## REQUIRED ACTION:
From the entries below, copy every line holding the word "finger".

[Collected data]
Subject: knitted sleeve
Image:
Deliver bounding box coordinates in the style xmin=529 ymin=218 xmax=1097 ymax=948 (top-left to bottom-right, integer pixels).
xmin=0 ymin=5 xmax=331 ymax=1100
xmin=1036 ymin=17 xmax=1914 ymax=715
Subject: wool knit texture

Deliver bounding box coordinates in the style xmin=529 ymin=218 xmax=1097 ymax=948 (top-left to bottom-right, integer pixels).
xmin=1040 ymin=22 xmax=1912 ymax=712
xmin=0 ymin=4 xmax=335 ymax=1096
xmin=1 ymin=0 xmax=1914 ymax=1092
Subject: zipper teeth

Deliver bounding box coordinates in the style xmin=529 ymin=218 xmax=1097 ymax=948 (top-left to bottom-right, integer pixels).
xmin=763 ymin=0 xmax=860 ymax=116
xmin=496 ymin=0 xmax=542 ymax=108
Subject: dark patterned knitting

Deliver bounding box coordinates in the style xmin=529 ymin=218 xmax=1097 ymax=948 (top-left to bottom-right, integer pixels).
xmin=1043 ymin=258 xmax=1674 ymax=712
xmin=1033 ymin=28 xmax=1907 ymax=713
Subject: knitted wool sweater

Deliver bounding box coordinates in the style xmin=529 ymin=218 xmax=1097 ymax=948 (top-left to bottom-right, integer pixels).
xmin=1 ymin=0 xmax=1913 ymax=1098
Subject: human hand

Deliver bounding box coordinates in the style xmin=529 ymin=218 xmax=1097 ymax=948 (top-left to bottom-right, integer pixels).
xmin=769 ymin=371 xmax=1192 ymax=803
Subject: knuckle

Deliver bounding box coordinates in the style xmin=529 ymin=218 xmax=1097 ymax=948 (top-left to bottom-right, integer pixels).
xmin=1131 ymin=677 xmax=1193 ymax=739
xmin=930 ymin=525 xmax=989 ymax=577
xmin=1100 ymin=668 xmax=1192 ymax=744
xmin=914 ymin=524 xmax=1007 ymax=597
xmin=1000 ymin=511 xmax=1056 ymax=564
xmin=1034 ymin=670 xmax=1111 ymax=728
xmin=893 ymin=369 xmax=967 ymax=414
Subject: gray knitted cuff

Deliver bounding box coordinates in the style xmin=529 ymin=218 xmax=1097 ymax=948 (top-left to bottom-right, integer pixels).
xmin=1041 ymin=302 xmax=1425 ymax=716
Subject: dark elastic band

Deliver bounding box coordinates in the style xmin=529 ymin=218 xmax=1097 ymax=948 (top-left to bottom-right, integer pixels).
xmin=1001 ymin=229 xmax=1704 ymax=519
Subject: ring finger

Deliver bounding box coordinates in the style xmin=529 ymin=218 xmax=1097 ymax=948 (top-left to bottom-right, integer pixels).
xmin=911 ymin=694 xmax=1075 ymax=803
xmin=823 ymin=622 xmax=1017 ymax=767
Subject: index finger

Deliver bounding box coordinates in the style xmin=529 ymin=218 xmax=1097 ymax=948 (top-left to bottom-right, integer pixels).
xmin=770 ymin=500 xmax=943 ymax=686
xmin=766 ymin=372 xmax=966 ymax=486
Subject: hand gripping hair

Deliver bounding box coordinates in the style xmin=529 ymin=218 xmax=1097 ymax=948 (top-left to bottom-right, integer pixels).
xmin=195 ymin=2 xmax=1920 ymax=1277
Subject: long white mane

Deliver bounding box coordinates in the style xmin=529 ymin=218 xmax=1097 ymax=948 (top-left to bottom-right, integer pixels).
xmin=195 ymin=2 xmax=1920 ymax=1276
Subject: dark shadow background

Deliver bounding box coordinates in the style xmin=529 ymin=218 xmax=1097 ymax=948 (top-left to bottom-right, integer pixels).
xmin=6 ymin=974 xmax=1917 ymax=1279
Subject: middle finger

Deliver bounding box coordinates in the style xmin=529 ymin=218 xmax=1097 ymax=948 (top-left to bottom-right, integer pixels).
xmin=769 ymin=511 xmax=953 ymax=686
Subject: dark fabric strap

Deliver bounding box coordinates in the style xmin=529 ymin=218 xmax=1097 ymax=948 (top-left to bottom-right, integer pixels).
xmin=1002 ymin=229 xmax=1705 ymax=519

## SOLUTION FOR THIS TASK:
Subject: ring finger
Subject: index finger
Subject: middle finger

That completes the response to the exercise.